---------- PROVIDED RECORDS

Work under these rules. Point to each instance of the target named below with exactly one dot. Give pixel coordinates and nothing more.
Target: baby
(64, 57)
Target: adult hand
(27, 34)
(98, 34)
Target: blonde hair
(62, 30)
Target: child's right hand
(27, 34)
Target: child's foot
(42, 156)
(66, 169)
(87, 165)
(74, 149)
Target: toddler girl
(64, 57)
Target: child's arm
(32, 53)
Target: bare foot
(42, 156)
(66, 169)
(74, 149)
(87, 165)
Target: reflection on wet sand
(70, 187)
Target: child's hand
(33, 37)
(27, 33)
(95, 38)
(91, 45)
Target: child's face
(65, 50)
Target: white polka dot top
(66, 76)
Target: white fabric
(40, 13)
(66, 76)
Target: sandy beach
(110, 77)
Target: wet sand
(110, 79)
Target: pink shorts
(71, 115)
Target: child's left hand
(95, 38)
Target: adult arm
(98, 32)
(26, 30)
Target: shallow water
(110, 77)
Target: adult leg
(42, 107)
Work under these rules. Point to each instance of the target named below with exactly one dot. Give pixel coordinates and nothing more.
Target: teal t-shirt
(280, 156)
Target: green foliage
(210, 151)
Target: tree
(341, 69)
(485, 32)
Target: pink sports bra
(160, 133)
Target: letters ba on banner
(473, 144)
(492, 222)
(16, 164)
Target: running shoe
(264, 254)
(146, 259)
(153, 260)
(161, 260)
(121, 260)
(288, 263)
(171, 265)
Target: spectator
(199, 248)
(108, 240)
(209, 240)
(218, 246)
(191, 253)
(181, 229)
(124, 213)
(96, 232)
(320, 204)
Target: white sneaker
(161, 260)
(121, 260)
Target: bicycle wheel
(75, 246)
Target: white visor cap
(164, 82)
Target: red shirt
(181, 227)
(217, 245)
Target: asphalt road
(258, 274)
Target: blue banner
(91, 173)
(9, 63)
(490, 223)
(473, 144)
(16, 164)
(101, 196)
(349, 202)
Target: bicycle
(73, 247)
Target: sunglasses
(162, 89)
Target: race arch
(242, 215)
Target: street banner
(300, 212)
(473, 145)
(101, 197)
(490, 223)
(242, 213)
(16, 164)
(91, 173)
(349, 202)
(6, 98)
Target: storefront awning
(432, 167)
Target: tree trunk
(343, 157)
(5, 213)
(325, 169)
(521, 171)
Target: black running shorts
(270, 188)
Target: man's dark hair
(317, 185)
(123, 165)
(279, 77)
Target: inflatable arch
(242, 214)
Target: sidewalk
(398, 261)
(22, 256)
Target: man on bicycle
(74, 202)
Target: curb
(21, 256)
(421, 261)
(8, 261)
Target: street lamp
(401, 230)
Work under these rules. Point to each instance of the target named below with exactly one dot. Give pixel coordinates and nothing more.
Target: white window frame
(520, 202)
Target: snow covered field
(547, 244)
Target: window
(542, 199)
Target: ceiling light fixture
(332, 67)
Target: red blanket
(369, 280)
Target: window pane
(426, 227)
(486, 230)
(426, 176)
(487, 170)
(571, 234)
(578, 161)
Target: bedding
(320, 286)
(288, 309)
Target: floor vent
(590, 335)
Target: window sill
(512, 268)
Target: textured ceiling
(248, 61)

--------------------

## BRIEF
Copy all of the material word for word.

## RESULT OF THE EXERCISE
Work under these rules. Point to each instance of the target named below with exactly one dot. Give pixel coordinates and nothing more.
Target: baby
(64, 57)
Target: adult hand
(27, 34)
(98, 34)
Target: blonde hair
(62, 30)
Target: child's right hand
(27, 34)
Target: child's foot
(42, 156)
(66, 169)
(87, 165)
(74, 149)
Target: toddler girl
(64, 57)
Target: child's arm
(32, 53)
Target: bare foot
(42, 156)
(66, 169)
(74, 149)
(87, 165)
Target: reflection on wet sand
(70, 187)
Target: child's hand
(33, 37)
(27, 33)
(95, 38)
(91, 45)
Target: child's face
(65, 50)
Target: white polka dot top
(66, 76)
Target: white fabric
(40, 13)
(66, 76)
Target: sandy beach
(110, 77)
Target: wet sand
(110, 79)
Target: pink shorts
(71, 115)
Target: child's left hand
(95, 38)
Target: adult arm
(98, 32)
(26, 30)
Target: shallow water
(110, 77)
Target: adult leg
(42, 107)
Work under these rules. Point to each instance of the target named below with exactly one dot. Give pixel coordinates and nothing more.
Target: teal t-shirt
(280, 156)
Target: green foliage
(210, 151)
Target: tree
(341, 69)
(485, 32)
Target: pink sports bra
(160, 133)
Target: letters ba on banner
(473, 144)
(492, 222)
(16, 164)
Target: running shoe
(264, 254)
(146, 259)
(153, 260)
(161, 260)
(121, 260)
(288, 263)
(171, 265)
Target: spectator
(199, 248)
(108, 240)
(209, 240)
(218, 246)
(191, 253)
(181, 229)
(124, 213)
(96, 232)
(320, 204)
Target: white sneaker
(161, 260)
(121, 260)
Target: bicycle wheel
(75, 246)
Target: white visor cap
(164, 82)
Target: red shirt
(181, 227)
(217, 245)
Target: asphalt road
(258, 274)
Target: blue banner
(91, 173)
(9, 63)
(490, 223)
(473, 144)
(16, 164)
(101, 196)
(349, 202)
Target: bicycle
(73, 247)
Target: sunglasses
(162, 89)
Target: race arch
(242, 215)
Target: street banner
(300, 212)
(473, 145)
(101, 197)
(490, 223)
(242, 213)
(16, 164)
(91, 173)
(349, 202)
(6, 98)
Target: storefront awning
(432, 167)
Target: tree trunk
(343, 157)
(5, 213)
(325, 169)
(521, 171)
Target: black running shorts
(270, 188)
Target: man's dark hair
(317, 185)
(123, 165)
(279, 77)
Target: inflatable arch
(242, 214)
Target: sidewalk
(398, 261)
(22, 256)
Target: man on bicycle
(74, 202)
Target: curb
(21, 256)
(421, 261)
(8, 261)
Target: street lamp
(401, 230)
Work under these rules. Point to each instance of the target named below with exactly one dot. Give pixel coordinates and nothing more.
Target: white window frame
(520, 202)
Target: snow covered field
(547, 244)
Target: window
(542, 199)
Target: ceiling light fixture
(332, 67)
Target: red blanket
(369, 280)
Target: window pane
(426, 227)
(486, 230)
(426, 176)
(487, 170)
(571, 234)
(578, 161)
Target: bedding
(320, 286)
(288, 309)
Target: floor vent
(590, 335)
Target: window sill
(512, 268)
Target: textured ceiling
(248, 61)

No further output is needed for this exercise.